TAREFA PROPOSTA: Transcreva, sem alterações, o trecho do texto sobre o julgamento da ex-presidente Dilma no Senado que vai de "A Constituição Federal" até "pela lógica jurídica.".

TRECHO SELECIONADO:
Luis Carlos Alcoforado e Erika Dutra Xavier
No julgamento da ex-presidente Dilma, sobreveio questão de ordem suscitada no plenário do Senado Federal, segundo a qual a condenação por crime de responsabilidade haveria de ser fatiada em duas pressuposições fático-jurídicas, como institutos penal-administrativos autônomos: a perda do cargo e a inabilitação para o exercício de função pública por oito anos.
Cindido o julgamento em duas etapas, reconheceu-se a caracterização da infração e, na segunda parte, acolheu-se o questionamento para que os senadores-juízes deliberassem sobre o castigo a ser imposto à ex-presidente considerada culpada por crime de responsabilidade.
A Constituição Federal comporta interpretações, compreensões e entendimentos sob o comando de hermenêutica que traduza o desejo primevo do constituinte, especialmente quando o intérprete se depara com norma constitucional em cujo comando se embaça intelecção finalística.
O Brasil carece de estabilidade constitucional, por força dos surtos de períodos que intercalam instabilidade e estabilidade de suas épocas democrático-institucionais, mas as defectividades que consagram a convivência com novos textos legais não permitem que se prospectem interpretações manietadas mais pela circunstância da lógica política do que pela lógica jurídica.
No caso da sanção em análise, é assombrosa a clarividência do texto constitucional, segundo o qual eventuais condenações oriundas do julgamento proferido por dois terços do Senado Federal contra Presidente e Vice-Presidente da República, que se restringe aos crimes de responsabilidade, limitar-se-ão “à perda do cargo, com inabilitação, por oito anos, para o exercício de função pública”.

Linhas de dados:
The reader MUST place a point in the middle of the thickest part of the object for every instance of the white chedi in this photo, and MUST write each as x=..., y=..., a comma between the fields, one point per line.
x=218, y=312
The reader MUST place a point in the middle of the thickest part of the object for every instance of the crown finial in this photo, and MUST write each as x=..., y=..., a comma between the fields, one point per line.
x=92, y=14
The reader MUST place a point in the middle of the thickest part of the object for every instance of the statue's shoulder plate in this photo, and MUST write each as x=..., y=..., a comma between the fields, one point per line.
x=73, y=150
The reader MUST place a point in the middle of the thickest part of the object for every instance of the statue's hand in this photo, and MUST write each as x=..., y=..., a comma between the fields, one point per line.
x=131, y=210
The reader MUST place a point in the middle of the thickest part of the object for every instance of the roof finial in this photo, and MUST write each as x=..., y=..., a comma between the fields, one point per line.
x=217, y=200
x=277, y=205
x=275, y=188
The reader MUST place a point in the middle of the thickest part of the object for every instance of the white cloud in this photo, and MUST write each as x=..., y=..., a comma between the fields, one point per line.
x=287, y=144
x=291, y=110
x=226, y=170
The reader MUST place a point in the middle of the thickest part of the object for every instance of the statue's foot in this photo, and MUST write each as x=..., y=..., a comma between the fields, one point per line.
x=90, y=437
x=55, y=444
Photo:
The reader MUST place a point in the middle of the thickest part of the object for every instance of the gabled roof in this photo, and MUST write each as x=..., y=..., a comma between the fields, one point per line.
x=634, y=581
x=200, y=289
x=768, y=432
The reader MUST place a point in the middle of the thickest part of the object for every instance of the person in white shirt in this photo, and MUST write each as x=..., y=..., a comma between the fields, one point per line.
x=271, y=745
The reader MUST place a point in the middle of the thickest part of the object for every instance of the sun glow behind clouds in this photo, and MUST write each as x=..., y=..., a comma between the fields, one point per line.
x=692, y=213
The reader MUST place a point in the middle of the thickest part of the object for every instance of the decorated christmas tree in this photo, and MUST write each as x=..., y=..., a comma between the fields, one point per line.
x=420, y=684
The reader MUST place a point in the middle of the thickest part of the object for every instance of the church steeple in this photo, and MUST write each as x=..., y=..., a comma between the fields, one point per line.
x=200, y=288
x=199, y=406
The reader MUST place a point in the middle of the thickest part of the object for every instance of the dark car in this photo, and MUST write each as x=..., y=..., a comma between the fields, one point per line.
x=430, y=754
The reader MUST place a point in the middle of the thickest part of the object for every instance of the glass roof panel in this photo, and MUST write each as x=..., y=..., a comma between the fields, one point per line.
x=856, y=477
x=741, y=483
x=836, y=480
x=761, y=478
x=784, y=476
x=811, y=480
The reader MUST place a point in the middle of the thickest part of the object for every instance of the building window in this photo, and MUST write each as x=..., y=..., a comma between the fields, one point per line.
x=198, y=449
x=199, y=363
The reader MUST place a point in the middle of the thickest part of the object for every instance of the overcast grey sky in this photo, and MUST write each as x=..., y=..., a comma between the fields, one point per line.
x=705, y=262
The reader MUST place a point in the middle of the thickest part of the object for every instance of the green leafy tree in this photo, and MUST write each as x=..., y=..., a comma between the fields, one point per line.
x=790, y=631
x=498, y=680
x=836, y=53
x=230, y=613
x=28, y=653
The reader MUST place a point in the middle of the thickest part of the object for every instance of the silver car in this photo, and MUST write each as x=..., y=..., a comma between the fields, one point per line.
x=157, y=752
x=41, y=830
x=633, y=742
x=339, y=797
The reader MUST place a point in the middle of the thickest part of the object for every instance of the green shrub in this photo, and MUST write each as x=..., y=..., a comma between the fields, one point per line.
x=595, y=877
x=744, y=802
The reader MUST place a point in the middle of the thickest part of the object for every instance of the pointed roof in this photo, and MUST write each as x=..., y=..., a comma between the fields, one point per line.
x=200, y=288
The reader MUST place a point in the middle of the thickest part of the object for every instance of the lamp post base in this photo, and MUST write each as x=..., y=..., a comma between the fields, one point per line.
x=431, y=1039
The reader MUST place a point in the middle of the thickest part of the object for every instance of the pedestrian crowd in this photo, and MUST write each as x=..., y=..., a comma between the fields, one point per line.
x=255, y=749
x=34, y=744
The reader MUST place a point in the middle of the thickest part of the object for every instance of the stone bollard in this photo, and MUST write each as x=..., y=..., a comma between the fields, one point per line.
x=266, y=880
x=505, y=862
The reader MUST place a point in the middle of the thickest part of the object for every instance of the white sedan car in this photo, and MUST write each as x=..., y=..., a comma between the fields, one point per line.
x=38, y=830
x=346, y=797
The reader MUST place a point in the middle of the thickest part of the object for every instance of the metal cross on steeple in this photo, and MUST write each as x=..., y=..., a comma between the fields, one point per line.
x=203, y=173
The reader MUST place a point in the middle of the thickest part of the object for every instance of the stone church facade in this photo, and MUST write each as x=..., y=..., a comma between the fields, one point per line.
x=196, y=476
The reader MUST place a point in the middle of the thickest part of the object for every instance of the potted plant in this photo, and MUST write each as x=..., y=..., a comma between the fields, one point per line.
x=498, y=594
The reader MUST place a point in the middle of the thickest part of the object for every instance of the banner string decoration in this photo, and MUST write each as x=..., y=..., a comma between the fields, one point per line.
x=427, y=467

RESPOSTA ESPERADA:
A Constituição Federal comporta interpretações, compreensões e entendimentos sob o comando de hermenêutica que traduza o desejo primevo do constituinte, especialmente quando o intérprete se depara com norma constitucional em cujo comando se embaça intelecção finalística.
O Brasil carece de estabilidade constitucional, por força dos surtos de períodos que intercalam instabilidade e estabilidade de suas épocas democrático-institucionais, mas as defectividades que consagram a convivência com novos textos legais não permitem que se prospectem interpretações manietadas mais pela circunstância da lógica política do que pela lógica jurídica.